A QUESTÃO:
No trecho sobre a história da arte italiana, Edmund Husserl começou estudando que tipo de conceitos?

TRECHO:
┄┄┄┄┄┄┄┄┄┄

Trata-se de uma obra oceânica e peninsular, que descreve o curso e as vicissitudes da arte italiana desde suas primeiras
manifestações até a presente crise. Mas o
que impressiona neste livro não é tanto
sua abrangência -que noutros casos seria sinal de irresponsabilidade e arrogância-, mas o entrelaçamento de uma
compreensão geral da história com a
análise rica e minuciosa de cada obra.
Obviamente, a essa visão panorâmica
correspondem marcos teóricos igualmente amplos, inspirados sobretudo na
fenomenologia, corrente filosófica que
influenciou sobremaneira o pensamento
europeu do século 20. Já que um método
se avalia por seus melhores resultados, os
escritos de Argan apresentam ocasião
excepcional para refletir sobre as vantagens e os limites da fenomenologia ao
tratar da história da arte e da experiência
estética. Aliás, ela mesma se preparou
para essa tarefa, moldando seus conceitos de modo a que se tornassem cada vez
mais adequados à descrição do belo.
Forma individualizada
Basta lembrar que Edmund Husserl, o filósofo
que inaugura esse movimento, começou
estudando conceitos aritméticos e lógicos para terminar se dedicando à análise
da gênese desses conceitos a partir das
experiências cotidianas. Se a experiência
é ela mesma travada por formas experimentais, a saber, a priori materiais, fica
aberto o caminho para pensar a obra de
arte como forma individualizada.
Nessa trilha Argan considera os objetos artísticos a partir do modo pelo qual
qualificam o mundo da vida e são qualificados por ele. Por isso a arte passa a ser
pensada como parte constitutiva da cidade, o mundo da vida por excelência do
homem ocidental; cada obra testemunhando um projeto que, distanciando-se
do trabalho do artesão, exprime o sistema de produção material e intelectual de
uma determinada época histórica. A
obra é coisa bela e expressão; no museu
um conjunto delas configura um momento da história da arte, mas nele igualmente se dá a primeira abstração e traição que essas obras sofrem ao perderem
seus lugares histórico-naturais.

┄┄┄┄┄┄┄┄┄┄

LISTAGEM:
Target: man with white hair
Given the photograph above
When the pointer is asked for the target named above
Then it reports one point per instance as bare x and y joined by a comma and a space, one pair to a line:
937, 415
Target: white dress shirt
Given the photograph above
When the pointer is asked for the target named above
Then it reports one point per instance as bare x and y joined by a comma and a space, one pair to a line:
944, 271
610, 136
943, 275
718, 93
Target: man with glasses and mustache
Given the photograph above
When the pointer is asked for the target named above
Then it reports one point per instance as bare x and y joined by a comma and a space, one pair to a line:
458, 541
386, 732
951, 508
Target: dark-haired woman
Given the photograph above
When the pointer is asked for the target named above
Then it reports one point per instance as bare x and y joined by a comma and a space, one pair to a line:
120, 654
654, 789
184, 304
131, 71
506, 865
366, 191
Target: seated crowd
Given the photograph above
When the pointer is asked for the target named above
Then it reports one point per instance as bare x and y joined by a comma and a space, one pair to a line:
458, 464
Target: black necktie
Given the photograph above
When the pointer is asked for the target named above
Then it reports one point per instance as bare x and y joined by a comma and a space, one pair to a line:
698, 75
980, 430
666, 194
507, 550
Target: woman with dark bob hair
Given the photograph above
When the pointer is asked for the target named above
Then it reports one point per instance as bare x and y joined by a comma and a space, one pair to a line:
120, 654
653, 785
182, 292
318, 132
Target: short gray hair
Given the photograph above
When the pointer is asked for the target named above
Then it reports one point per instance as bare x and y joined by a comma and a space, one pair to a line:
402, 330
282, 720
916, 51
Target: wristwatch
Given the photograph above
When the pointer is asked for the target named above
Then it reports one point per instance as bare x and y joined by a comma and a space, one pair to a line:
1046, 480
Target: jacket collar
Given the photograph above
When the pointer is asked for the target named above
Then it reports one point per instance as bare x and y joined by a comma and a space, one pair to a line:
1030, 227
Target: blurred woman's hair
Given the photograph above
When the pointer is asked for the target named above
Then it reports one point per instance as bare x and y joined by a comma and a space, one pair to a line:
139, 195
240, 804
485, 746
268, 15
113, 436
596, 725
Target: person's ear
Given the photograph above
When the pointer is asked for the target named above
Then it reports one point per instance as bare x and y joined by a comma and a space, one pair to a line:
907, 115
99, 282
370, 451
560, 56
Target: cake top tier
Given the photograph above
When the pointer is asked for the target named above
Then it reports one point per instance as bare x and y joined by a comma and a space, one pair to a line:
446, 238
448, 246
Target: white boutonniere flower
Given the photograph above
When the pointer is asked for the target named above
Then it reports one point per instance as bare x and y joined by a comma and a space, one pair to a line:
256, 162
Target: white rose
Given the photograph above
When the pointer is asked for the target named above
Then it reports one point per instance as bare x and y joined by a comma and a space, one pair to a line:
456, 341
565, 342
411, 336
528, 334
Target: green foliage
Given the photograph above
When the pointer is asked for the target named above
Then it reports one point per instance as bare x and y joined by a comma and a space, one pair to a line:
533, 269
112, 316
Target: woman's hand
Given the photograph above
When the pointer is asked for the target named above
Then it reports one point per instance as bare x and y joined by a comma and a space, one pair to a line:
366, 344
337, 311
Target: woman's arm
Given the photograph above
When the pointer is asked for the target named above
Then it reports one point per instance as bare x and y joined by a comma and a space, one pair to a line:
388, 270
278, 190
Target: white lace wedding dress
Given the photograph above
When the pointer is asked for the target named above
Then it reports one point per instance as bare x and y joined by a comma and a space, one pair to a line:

┄┄┄┄┄┄┄┄┄┄

EXERCÍCIO RESOLVIDO:
Conceitos aritméticos e lógicos.